**WHAT IS EXPECTED:**
Return each line in the records below that contains the word "yellow".

▶

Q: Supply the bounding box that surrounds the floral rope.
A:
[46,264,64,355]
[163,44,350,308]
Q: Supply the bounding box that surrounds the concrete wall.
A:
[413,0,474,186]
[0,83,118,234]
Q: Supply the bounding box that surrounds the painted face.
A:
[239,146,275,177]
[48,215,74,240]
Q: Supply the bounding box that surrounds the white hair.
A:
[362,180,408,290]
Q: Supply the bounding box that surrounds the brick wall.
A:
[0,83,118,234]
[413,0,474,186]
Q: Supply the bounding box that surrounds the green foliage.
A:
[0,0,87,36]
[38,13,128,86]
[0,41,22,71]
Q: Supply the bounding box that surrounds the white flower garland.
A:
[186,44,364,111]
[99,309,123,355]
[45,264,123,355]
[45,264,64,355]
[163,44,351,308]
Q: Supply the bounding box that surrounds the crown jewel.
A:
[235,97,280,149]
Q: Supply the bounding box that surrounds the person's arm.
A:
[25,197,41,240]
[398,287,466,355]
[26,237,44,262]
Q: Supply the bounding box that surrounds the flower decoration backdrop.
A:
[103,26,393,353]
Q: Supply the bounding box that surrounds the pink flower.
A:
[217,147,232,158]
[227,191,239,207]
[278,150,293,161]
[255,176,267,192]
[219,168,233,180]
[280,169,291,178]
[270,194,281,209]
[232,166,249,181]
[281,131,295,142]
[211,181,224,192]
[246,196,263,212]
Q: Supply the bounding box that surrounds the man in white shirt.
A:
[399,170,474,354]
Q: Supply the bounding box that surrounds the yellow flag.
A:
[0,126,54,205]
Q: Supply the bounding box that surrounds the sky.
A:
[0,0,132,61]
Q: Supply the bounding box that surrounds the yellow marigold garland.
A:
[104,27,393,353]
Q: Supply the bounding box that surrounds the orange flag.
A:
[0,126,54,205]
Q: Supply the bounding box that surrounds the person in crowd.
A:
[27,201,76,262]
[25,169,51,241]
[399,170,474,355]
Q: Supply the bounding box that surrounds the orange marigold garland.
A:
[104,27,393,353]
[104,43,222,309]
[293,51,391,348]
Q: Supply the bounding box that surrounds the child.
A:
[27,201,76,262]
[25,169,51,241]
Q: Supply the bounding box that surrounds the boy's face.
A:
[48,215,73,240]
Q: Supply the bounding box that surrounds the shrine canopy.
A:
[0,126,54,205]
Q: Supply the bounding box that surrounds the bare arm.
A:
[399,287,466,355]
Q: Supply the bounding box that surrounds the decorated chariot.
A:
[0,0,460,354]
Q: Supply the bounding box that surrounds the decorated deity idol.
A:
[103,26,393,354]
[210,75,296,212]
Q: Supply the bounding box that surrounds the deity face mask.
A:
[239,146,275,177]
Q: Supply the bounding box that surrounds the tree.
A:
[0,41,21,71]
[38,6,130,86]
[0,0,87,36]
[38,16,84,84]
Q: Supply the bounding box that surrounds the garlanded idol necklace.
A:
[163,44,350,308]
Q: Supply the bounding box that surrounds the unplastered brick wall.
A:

◀

**REPLY TO THE TASK:**
Q: Supply the bounding box that surrounds the yellow flag.
Q: Supply the bounding box that surrounds the yellow marigold garland.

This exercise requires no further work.